BEGIN Given records
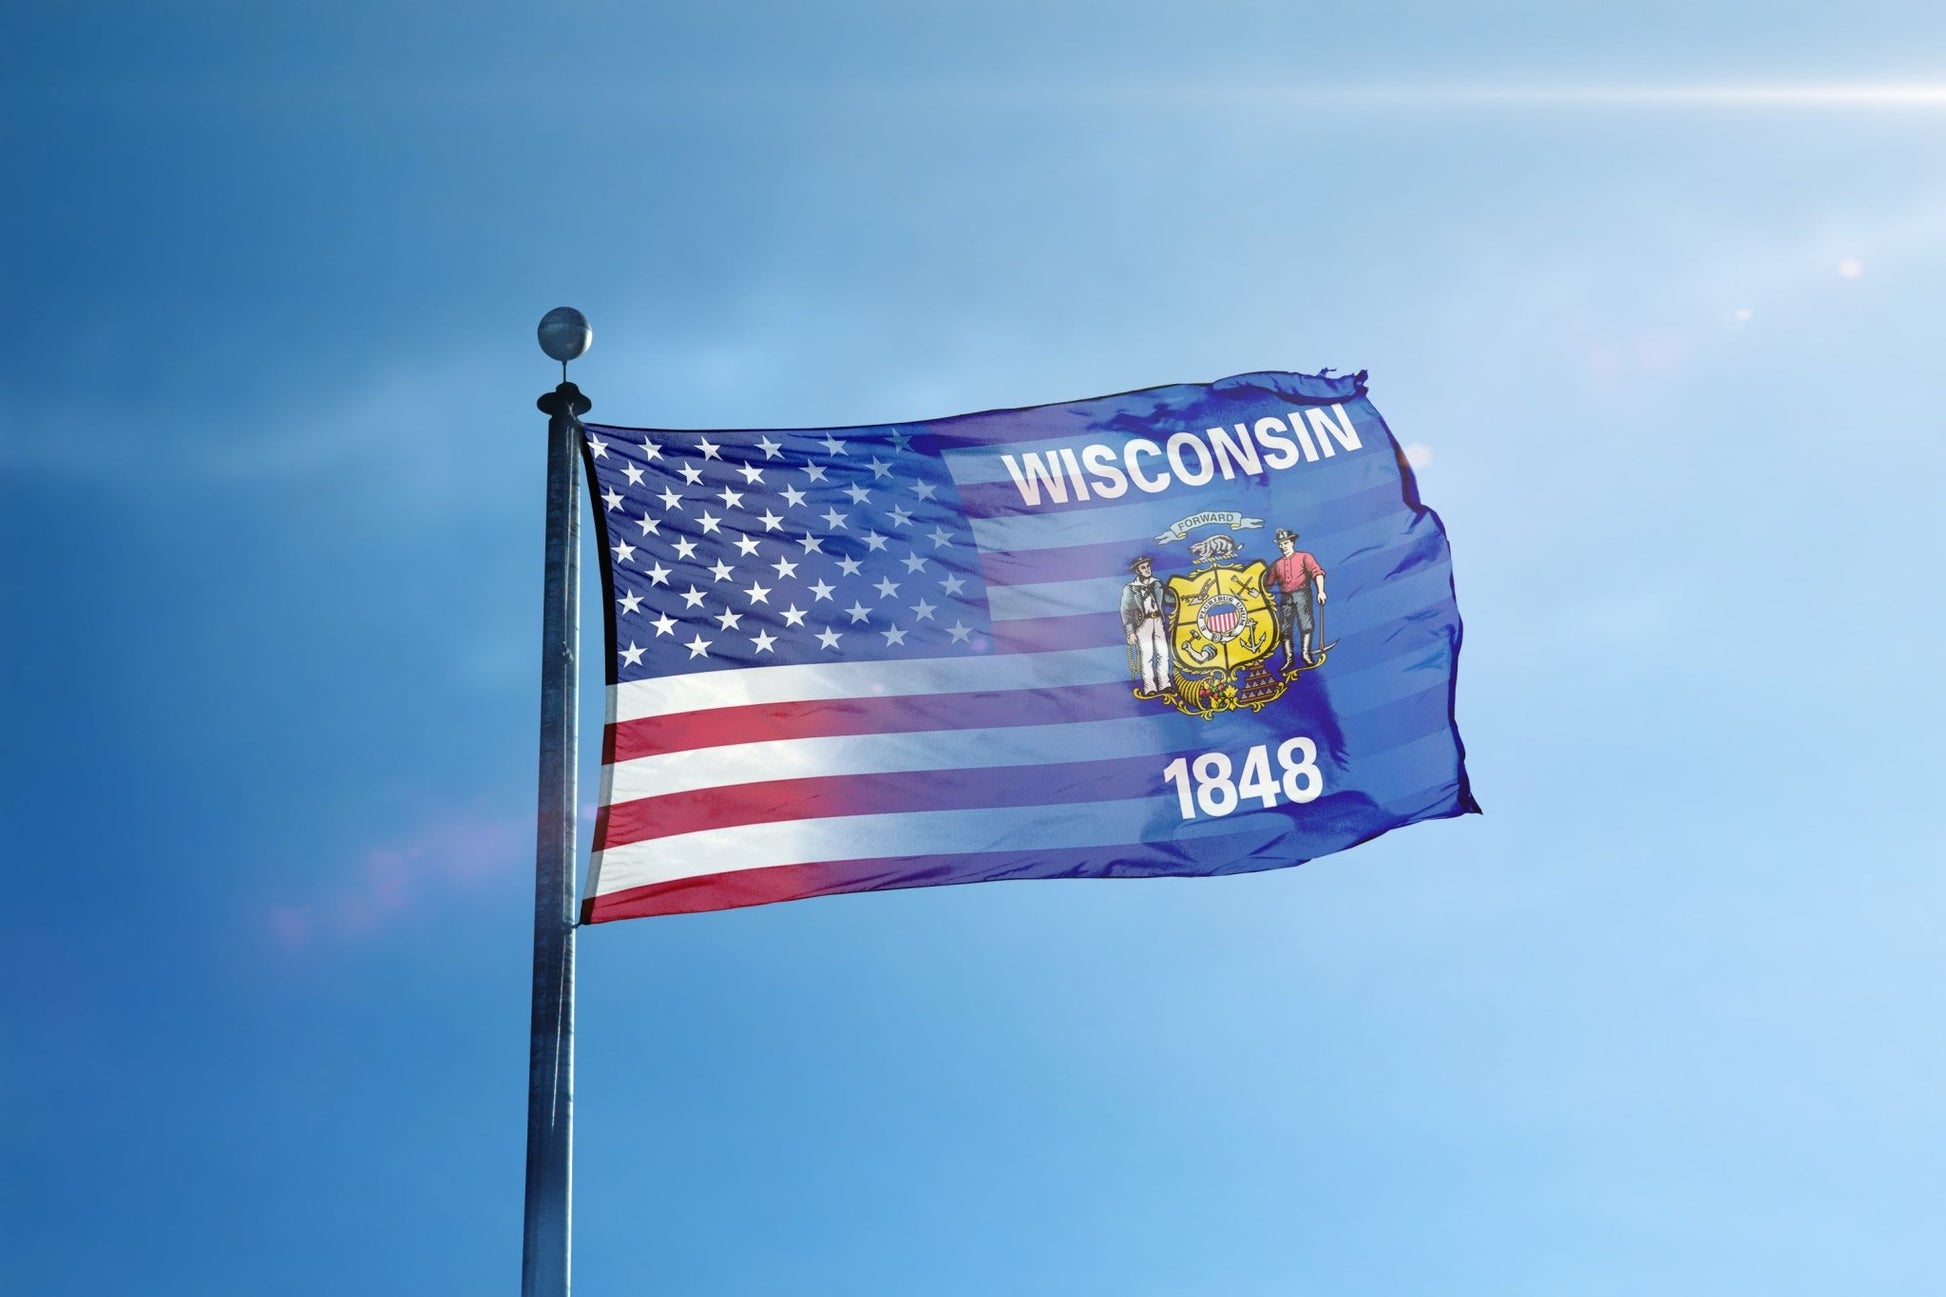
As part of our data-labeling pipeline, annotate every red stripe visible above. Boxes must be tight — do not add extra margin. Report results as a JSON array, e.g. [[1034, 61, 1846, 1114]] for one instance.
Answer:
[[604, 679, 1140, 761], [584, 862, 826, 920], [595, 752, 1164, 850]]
END Given records
BEGIN Given records
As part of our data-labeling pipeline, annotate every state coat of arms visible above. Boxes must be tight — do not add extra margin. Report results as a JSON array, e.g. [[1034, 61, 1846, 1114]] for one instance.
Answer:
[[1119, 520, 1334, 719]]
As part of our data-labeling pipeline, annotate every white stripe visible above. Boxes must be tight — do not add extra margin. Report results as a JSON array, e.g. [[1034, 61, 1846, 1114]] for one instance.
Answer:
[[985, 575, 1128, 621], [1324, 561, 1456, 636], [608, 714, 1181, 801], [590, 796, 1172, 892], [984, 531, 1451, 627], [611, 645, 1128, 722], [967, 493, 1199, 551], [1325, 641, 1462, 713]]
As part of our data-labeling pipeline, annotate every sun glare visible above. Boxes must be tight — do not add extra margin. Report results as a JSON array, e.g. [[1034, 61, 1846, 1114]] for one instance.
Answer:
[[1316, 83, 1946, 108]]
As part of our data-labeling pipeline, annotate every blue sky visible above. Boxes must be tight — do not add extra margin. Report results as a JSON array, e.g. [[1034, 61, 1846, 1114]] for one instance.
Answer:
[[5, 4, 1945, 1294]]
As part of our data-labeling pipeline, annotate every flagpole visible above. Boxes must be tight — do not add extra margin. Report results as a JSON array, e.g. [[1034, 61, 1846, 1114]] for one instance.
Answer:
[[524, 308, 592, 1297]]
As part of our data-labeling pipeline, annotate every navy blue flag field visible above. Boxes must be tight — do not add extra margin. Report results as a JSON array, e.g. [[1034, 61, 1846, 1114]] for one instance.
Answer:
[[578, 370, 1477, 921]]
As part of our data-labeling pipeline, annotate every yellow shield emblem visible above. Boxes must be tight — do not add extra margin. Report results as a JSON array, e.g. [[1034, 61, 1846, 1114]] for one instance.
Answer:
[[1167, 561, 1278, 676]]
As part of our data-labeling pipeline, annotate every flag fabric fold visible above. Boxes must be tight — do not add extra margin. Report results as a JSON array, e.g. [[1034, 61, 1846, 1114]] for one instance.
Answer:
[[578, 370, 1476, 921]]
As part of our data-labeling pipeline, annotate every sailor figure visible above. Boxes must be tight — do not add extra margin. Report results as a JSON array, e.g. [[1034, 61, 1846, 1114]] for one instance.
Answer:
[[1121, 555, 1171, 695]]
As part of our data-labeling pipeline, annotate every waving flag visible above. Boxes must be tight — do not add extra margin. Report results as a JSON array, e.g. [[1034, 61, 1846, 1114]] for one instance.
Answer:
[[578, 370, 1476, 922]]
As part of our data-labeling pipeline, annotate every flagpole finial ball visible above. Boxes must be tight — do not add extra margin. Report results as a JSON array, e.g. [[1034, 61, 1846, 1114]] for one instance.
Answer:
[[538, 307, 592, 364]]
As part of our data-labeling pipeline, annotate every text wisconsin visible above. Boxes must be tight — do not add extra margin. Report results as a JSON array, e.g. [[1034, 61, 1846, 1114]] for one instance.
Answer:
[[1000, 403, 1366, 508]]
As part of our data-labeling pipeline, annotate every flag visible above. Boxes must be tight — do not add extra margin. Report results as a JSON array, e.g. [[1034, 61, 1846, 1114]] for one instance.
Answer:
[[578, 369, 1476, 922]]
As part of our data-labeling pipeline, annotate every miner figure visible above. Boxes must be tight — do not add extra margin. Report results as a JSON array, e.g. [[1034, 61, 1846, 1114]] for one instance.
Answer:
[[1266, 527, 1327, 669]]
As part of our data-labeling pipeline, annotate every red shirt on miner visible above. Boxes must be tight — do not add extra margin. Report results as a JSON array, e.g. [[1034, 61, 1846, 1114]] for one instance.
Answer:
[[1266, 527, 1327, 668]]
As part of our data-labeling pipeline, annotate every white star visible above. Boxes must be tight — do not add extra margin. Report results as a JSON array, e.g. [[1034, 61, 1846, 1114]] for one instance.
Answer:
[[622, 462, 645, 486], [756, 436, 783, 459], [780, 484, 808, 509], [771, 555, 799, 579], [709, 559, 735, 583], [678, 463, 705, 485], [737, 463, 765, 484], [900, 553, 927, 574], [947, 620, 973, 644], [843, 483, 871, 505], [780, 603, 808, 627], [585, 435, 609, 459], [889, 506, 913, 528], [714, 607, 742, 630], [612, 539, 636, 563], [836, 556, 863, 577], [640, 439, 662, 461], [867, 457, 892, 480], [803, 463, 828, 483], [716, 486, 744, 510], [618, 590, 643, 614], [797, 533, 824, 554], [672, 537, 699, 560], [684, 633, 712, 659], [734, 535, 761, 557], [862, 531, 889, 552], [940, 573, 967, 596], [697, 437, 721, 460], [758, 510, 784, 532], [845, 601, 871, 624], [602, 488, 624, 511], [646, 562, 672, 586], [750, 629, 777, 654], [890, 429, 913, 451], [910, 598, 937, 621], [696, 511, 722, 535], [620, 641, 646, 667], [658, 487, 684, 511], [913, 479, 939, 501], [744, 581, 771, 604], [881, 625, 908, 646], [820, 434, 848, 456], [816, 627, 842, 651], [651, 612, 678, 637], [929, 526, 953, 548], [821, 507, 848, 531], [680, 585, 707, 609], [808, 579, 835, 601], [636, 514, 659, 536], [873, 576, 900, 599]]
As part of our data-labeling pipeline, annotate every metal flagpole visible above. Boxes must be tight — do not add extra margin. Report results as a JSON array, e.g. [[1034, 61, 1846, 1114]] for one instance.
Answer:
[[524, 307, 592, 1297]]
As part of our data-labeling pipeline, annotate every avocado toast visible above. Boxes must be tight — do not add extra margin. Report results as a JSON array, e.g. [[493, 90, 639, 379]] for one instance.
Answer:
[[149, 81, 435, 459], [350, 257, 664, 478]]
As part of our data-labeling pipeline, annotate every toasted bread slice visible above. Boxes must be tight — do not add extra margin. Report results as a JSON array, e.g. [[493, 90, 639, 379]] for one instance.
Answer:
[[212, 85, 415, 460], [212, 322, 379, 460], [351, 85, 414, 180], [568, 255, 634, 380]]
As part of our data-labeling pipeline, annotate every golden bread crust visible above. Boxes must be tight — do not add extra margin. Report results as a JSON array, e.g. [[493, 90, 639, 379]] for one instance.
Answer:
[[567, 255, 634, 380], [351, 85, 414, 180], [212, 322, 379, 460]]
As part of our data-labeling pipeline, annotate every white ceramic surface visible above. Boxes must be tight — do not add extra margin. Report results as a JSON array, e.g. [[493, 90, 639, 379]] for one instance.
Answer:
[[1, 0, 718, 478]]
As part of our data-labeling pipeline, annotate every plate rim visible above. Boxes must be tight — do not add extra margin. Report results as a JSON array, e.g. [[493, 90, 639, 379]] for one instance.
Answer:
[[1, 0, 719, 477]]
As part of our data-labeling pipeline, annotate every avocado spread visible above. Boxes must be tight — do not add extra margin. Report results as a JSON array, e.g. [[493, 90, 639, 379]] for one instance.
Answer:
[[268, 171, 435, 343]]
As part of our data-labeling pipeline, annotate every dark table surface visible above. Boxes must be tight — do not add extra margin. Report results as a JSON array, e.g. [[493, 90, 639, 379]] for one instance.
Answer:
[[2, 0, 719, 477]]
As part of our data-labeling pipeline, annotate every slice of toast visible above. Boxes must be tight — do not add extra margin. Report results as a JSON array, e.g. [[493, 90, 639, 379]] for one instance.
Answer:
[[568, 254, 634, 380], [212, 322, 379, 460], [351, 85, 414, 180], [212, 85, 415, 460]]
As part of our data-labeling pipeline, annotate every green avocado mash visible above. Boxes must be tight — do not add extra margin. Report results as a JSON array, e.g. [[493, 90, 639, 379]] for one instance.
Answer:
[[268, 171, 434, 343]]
END Given records
__What is needed__. Each line of the listing above that contains the word "miner" is to be copied.

__Solved problem__.
As part of our data-labeling pipeline, annotate every miner figure visible above. Boxes must be tight — do not add extra margin. Report results as a JSON array, e.g. [[1034, 61, 1846, 1114]] for one instance.
As part of our data-labeling pipeline, annotate every red shirt on miner visible above. Boxes must be tight — do not add extra margin. Report results as a JSON array, e.g. [[1034, 61, 1846, 1114]] for one instance.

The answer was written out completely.